GOAL
Set down exactly the lines from the one containing "If you could mark the white cloud" through the end of the records below, both included, and nothing else.

[BEGIN RECORD LIST]

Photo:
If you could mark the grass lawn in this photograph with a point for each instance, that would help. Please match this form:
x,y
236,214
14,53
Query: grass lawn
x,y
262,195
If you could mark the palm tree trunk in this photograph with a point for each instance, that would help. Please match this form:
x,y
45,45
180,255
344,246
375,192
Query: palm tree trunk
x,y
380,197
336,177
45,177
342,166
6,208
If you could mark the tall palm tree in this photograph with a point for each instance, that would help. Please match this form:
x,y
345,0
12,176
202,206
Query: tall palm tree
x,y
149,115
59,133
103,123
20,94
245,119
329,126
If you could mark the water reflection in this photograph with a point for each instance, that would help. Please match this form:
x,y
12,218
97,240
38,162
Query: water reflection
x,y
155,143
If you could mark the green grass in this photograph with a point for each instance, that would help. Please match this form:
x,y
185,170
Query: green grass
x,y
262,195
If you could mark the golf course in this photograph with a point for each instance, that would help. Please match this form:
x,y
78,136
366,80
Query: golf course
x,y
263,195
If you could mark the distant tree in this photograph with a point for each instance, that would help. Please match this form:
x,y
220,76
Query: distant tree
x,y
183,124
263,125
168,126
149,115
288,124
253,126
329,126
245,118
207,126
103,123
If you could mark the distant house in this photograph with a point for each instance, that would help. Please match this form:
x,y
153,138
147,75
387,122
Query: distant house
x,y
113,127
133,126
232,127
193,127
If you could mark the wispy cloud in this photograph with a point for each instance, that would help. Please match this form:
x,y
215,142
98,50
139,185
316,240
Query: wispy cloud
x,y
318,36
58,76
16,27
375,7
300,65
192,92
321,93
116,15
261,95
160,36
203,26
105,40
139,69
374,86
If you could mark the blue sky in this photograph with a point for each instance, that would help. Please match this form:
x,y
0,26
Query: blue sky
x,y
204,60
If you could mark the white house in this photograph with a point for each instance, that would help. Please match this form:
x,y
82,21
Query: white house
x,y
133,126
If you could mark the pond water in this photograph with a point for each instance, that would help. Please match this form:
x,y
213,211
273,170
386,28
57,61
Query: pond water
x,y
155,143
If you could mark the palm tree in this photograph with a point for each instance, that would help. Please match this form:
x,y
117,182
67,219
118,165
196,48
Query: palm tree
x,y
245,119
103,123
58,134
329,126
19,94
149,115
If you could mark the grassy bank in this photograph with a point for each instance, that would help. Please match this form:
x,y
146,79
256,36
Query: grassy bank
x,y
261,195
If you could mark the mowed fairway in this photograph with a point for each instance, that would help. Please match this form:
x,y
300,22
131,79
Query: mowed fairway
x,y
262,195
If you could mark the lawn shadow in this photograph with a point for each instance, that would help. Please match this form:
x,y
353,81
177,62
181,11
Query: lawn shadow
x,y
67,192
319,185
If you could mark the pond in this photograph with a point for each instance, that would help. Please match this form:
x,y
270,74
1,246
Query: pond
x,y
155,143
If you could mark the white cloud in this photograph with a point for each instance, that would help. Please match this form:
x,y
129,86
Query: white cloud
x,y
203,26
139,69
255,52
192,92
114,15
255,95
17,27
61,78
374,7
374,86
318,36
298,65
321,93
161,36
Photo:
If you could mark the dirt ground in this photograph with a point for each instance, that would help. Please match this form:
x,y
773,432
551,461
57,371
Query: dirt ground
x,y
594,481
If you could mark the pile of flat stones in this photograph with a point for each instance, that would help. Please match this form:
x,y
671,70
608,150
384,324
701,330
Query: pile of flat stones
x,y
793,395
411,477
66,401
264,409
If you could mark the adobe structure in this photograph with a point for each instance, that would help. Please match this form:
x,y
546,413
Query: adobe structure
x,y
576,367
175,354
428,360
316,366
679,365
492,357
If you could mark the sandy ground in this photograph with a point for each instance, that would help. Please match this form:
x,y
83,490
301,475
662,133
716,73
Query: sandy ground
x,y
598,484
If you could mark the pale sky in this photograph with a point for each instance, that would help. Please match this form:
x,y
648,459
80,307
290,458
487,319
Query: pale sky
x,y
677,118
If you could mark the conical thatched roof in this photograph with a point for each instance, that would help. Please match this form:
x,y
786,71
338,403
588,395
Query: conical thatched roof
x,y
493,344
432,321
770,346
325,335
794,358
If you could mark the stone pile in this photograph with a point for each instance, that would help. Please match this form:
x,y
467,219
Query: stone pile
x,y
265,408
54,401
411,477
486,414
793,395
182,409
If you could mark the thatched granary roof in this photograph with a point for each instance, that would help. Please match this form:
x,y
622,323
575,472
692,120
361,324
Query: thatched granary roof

[END RECORD LIST]

ANSWER TO THE TASK
If you could mark the white cloud in this photograph with a point for each instance, that would help. Please match this form:
x,y
129,86
Query: white cloud
x,y
203,26
139,69
255,52
192,92
114,15
255,95
17,27
61,78
374,7
374,86
318,36
298,65
321,93
161,36
Photo:
If you could mark the dirt ground in this photograph with a point for each instance, that would help. Please match this form:
x,y
773,432
551,461
57,371
Query: dirt ground
x,y
594,481
If you could mark the pile of flat stones in this photograph with a point for each instance, that would help. Please match this form:
x,y
671,70
608,150
384,324
701,330
Query: pile of flat stones
x,y
793,395
411,477
66,401
264,409
If you could mark the adobe structure in this photograph with a point for each instance, that would help. Please match this form:
x,y
546,413
Query: adobe structure
x,y
576,367
175,354
428,360
316,366
679,365
492,357
If you could mark the sandy ground in this photograph with a point for each instance, that would help. Please match this form:
x,y
83,490
301,475
662,133
716,73
Query: sandy ground
x,y
598,484
If you could mark the pale sky in this photograph with a point for each instance, that would help. Please match this form:
x,y
648,459
80,307
290,458
487,319
Query: pale sky
x,y
677,118
If you could mark the conical thatched roof in this photograph with a point for each instance, that would help. Please match this form:
x,y
786,71
338,403
588,395
Query: conical thatched roof
x,y
493,344
432,321
770,346
325,335
794,358
If you could mark the stone pile in this photograph with a point for each instance, that would help. Please match this form:
x,y
467,219
Query: stone pile
x,y
265,408
54,401
411,477
486,414
793,395
182,409
If you could mark the thatched granary roof in this photograph with a point for each instance, that would help. Please match this form:
x,y
622,323
575,472
692,120
361,324
Query: thatched granary roof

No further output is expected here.